● Instrucciones de trabajo
(a) Responda brevemente, a partir del texto sobre la guerra psicológica:
(i) ¿Con qué tres verbos se resume la táctica descrita en el primer párrafo?
(ii) ¿Qué significa ganar en la dinámica que, según el texto, se ha naturalizado?
(iii) ¿Con quiénes se compara a los actores que eligen el campo de batalla?
(b) Copie sin cambios el fragmento del texto sobre la guerra psicológica que empieza con las palabras "En medio de" y termina con "confundir, desestabilizar, debilitar.".
(c) Explique en una a tres oraciones por qué, según el texto sobre la guerra psicológica, se busca llevar al oponente al terreno emocional.

● Texto proporcionado

━━━━━━━━━━

En medio de ese entorno tóxico, una de las armas más efectivas ha sido la presión psicoemocional dirigida a liderazgos específicos. Se ha ejercido una guerra psicológica meticulosa, muchas veces invisible, pero profundamente eficaz. Se han degradado entornos, sembrado rumores, amplificado errores y alimentado el aislamiento con precisión quirúrgica. Algunos liderazgos clave, frente a esa combinación de desgaste emocional, desinformación y presión pública, han optado por replegarse, retirarse o renunciar a espacios decisivos. Todo esto no ha sido casualidad, sino parte de una táctica cuidadosamente diseñada: confundir, desestabilizar, debilitar.
Además, los bajos instintos han sido explotados sin escrúpulos. La mentira planificada, la noticia falsa difundida con cálculo, el rumor amplificado y la indignación fabricada se han usado como instrumentos de combate. No para proponer, sino para arrasar emocionalmente al otro. Se ha naturalizado una dinámica donde ganar no significa convencer, sino destruir la voluntad del adversario. La estrategia es clara: si no puedes vencer a tu oponente en el plano de las ideas, llévalo al terreno donde sus emociones lo traicionen.
Y es justamente ahí donde esta campaña revela su mayor perversión: la elección del campo de batalla. Como los vikingos en territorio inglés, que decidían dónde combatir para asegurar su victoria, algunos actores han logrado sacar a sus rivales del terreno programático y empujarlos al pantano de la opinión pública, donde todo es ruido, reacción y confusión.

━━━━━━━━━━

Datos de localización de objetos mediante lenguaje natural

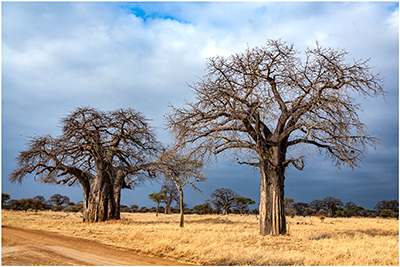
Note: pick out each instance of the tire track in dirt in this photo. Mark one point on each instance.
(37, 247)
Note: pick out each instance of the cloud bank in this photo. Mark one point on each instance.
(59, 56)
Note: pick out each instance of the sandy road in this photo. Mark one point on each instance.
(34, 247)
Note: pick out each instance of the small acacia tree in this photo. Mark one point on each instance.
(242, 203)
(223, 198)
(181, 170)
(157, 198)
(272, 106)
(102, 151)
(330, 203)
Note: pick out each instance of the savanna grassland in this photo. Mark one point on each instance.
(231, 239)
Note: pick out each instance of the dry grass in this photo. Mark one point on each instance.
(233, 239)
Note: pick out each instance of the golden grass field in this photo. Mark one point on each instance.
(232, 239)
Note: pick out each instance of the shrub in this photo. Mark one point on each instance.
(386, 213)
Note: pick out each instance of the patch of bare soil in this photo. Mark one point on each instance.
(35, 247)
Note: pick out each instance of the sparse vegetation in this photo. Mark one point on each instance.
(232, 239)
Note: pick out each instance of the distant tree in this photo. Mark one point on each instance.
(157, 198)
(242, 203)
(58, 200)
(171, 193)
(386, 213)
(387, 204)
(309, 212)
(203, 208)
(223, 198)
(272, 106)
(181, 170)
(4, 198)
(288, 202)
(350, 205)
(28, 203)
(104, 152)
(134, 208)
(40, 198)
(299, 208)
(330, 204)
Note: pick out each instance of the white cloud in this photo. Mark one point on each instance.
(58, 56)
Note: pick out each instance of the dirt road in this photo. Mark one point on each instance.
(34, 247)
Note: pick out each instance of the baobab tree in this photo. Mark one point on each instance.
(271, 106)
(102, 151)
(181, 170)
(170, 191)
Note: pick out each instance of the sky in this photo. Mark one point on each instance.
(58, 56)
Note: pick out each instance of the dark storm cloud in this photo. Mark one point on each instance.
(59, 56)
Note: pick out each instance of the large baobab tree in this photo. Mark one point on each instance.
(271, 105)
(181, 170)
(102, 151)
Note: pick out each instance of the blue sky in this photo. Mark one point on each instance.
(59, 56)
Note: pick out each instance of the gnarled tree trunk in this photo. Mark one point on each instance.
(272, 209)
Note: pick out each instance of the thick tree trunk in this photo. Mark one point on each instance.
(181, 223)
(272, 210)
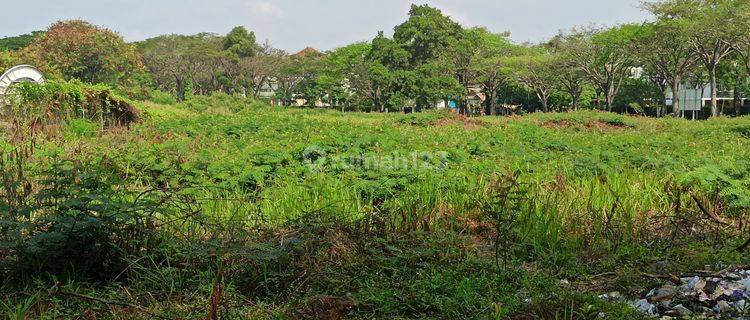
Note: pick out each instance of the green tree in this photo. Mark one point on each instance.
(604, 56)
(77, 49)
(177, 62)
(428, 36)
(241, 42)
(19, 42)
(666, 54)
(536, 70)
(715, 28)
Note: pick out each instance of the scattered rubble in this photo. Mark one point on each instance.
(721, 295)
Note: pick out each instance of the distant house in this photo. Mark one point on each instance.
(474, 98)
(308, 53)
(693, 99)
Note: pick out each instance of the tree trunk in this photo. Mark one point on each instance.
(180, 90)
(676, 97)
(736, 98)
(714, 92)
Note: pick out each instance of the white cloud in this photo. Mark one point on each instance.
(265, 9)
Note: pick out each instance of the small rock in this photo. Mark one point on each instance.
(741, 306)
(663, 294)
(612, 296)
(711, 287)
(644, 306)
(745, 283)
(690, 283)
(722, 306)
(682, 310)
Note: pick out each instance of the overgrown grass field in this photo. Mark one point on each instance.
(223, 207)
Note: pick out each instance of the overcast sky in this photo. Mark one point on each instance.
(322, 24)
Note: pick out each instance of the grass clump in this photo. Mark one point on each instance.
(221, 205)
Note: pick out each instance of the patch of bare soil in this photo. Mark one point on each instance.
(468, 123)
(328, 308)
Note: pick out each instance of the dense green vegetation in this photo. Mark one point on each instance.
(173, 178)
(316, 213)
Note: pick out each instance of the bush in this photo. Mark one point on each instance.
(161, 97)
(80, 224)
(56, 101)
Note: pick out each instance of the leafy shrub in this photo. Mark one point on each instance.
(80, 224)
(161, 97)
(55, 101)
(426, 118)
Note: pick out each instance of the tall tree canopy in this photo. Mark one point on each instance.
(77, 49)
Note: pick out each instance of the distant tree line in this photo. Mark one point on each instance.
(429, 61)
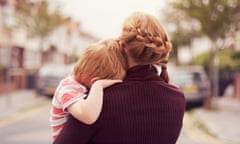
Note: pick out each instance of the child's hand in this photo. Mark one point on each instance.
(106, 82)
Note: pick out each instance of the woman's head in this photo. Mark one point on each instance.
(103, 60)
(145, 41)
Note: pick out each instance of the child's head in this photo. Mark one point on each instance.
(103, 60)
(145, 40)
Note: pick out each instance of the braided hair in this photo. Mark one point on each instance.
(146, 41)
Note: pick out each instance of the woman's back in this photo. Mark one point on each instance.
(142, 110)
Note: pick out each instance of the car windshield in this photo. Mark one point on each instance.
(182, 78)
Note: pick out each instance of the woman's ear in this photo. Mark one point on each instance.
(93, 80)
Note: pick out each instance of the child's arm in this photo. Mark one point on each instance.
(88, 110)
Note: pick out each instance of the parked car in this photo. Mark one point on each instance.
(49, 76)
(194, 83)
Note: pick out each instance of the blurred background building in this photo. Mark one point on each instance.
(26, 43)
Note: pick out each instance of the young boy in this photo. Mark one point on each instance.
(101, 65)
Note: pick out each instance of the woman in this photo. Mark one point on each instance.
(144, 108)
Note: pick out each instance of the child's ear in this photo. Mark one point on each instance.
(94, 79)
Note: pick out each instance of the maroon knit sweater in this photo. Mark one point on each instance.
(142, 110)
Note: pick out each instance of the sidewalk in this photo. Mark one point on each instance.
(221, 124)
(17, 102)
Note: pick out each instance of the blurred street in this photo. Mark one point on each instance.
(24, 120)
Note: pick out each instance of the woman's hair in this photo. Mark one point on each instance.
(146, 41)
(104, 59)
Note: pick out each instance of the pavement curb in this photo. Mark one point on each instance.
(20, 107)
(222, 122)
(196, 130)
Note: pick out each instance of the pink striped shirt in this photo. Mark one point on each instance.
(67, 92)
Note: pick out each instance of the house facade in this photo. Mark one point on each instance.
(21, 57)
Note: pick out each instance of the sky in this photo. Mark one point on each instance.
(104, 18)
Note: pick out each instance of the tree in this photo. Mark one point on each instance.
(182, 29)
(218, 20)
(37, 19)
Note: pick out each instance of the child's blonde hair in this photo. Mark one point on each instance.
(146, 41)
(104, 60)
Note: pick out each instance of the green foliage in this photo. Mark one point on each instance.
(229, 60)
(217, 18)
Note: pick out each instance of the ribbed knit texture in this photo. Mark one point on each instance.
(142, 110)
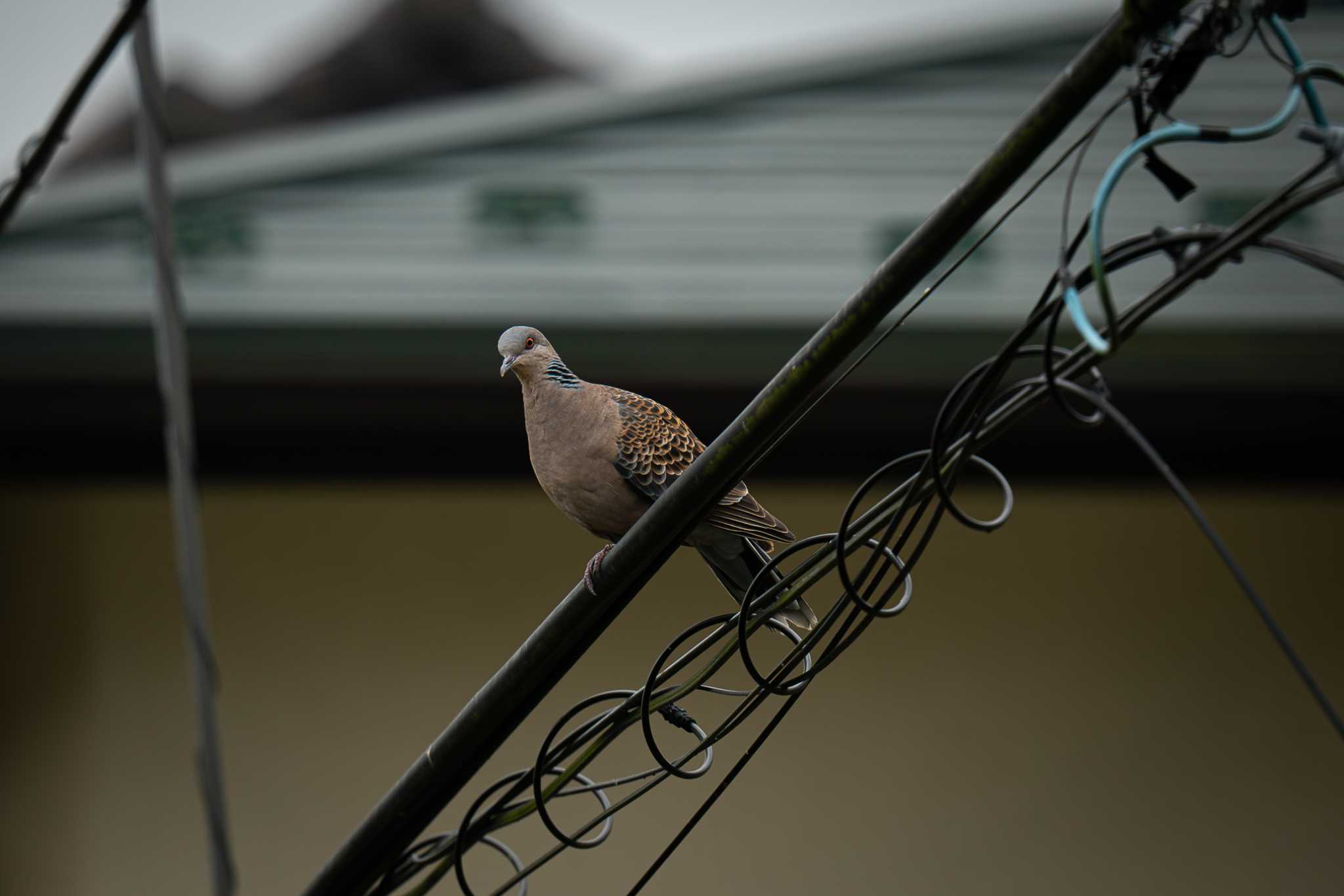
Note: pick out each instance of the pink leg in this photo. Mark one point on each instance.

━━━━━━━━━━

● Respuestas dadas
(a)
(i) Confundir, desestabilizar y debilitar.
(ii) No significa convencer, sino destruir la voluntad del adversario.
(iii) Con los vikingos en territorio inglés.

(b)
En medio de ese entorno tóxico, una de las armas más efectivas ha sido la presión psicoemocional dirigida a liderazgos específicos. Se ha ejercido una guerra psicológica meticulosa, muchas veces invisible, pero profundamente eficaz. Se han degradado entornos, sembrado rumores, amplificado errores y alimentado el aislamiento con precisión quirúrgica. Algunos liderazgos clave, frente a esa combinación de desgaste emocional, desinformación y presión pública, han optado por replegarse, retirarse o renunciar a espacios decisivos. Todo esto no ha sido casualidad, sino parte de una táctica cuidadosamente diseñada: confundir, desestabilizar, debilitar.

(c) Se busca porque no es posible vencer al oponente en el plano de las ideas. Por eso se le lleva al terreno donde sus emociones lo traicionen.